*** Extrait du document

Changer pour que rien ne change :


À la suite du déplacement des archives diplomatiques à La Courneuve, le ministère a décidé de recentrer ses activités éparpillées dans Paris. Il a lancé un concours afin d’optimiser les espaces libérés et de créer 600 postes de travail modulables ainsi que de nouveaux espaces communs. L’essentiel de ces transformations se situant entre les deux ressauts formant au sud une cour en U ouverte sur le jardin. Les quatre équipes invitées à cette consultation devaient résoudre une question épineuse à laquelle s’était déjà confronté l’architecte du XIXe siècle qui avait longtemps hésité à joindre ces deux ressauts par une aile pour créer une cour carrée. Comment densifier sans pour autant fermer brutalement la perspective depuis les jardins et les espaces de réception ? Une question qui se pose aujourd’hui en d’autres termes : comment changer pour que rien ne change ? Ce que demande par ailleurs, en de nombreuses circonstances, tout maître d’ouvrage qui se respecte à son architecte… Sans doute les lauréats répondent-ils le mieux à cette injonction. Leur intervention est en effet minimale : les ressauts sont surélevés et dans l’entre-deux s’installe un jardin d’hiver qui accueille les nouveaux espaces de travail sans obérer la perspective du parc. Plus généalogique, Marc Barani revient sur le dilemme de Jacques Lacornée et trouve une solution inédite en réalisant un tour de force structurel. Comme à son habitude, Rem Koolhaas surprend, et propose ici un étonnant tsunami de béton. Quant à Dominique Perrault, il réinterroge la tradition française en terminant l’axe majeur par une sculpture monumentale, lointaine cousine de l’Hercule Farnèse qui termine l’axe des jardins de Vaux-le-Vicomte.

******
*** Enregistrements présentés

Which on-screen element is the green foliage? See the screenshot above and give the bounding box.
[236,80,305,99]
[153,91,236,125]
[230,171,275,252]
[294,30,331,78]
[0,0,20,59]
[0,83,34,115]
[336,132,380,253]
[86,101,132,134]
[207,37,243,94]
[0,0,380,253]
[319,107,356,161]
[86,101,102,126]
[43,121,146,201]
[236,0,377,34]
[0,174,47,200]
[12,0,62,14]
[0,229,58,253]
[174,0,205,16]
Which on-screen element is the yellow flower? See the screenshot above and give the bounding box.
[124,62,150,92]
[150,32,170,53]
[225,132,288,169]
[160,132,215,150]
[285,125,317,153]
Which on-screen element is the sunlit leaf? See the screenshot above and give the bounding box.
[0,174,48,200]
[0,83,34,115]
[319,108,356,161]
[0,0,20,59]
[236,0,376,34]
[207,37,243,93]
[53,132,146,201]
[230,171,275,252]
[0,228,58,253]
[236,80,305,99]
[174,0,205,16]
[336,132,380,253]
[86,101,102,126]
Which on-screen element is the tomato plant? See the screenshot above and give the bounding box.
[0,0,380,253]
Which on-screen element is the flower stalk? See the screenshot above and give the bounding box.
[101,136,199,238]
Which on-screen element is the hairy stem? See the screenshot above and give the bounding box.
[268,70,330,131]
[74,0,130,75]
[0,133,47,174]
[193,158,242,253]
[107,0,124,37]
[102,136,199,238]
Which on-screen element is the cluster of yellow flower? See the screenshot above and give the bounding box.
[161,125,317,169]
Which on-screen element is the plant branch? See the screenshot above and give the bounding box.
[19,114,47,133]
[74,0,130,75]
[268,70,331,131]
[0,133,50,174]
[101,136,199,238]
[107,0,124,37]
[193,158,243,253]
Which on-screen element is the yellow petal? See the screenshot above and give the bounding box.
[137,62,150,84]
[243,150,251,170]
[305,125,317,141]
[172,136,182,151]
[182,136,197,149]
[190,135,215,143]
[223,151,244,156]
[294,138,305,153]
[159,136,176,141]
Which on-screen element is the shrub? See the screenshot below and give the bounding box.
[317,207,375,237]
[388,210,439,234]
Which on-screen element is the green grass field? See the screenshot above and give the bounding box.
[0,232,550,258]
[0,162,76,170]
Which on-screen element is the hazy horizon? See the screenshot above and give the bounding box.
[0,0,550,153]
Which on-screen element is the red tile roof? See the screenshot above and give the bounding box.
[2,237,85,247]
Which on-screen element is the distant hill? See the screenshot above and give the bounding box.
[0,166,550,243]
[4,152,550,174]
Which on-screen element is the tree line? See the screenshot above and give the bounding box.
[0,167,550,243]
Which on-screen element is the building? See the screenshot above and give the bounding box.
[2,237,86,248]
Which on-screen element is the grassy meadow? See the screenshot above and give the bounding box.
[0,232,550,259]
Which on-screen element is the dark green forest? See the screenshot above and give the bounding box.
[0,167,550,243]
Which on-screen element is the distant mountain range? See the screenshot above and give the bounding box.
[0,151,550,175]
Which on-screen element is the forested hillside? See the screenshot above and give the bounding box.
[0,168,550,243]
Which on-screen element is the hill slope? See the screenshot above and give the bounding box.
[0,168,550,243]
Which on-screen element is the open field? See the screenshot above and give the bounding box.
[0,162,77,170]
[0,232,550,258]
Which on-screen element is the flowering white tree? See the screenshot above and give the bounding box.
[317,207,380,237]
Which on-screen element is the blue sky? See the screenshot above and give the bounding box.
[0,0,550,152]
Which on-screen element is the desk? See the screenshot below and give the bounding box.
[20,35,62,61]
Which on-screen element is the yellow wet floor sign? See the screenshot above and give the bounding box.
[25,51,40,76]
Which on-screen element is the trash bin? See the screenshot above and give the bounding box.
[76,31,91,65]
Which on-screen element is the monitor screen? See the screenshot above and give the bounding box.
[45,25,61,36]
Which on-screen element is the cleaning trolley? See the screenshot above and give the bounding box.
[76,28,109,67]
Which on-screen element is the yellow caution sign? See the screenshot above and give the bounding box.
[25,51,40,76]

******

== Objet de l'exercice ==
D'après le texte sur le réaménagement du ministère, combien de postes de travail modulables le concours visait-il à créer ? Les enregistrements n'ont aucun rôle dans ce travail.

== Résultat attendu ==
600 postes de travail modulables.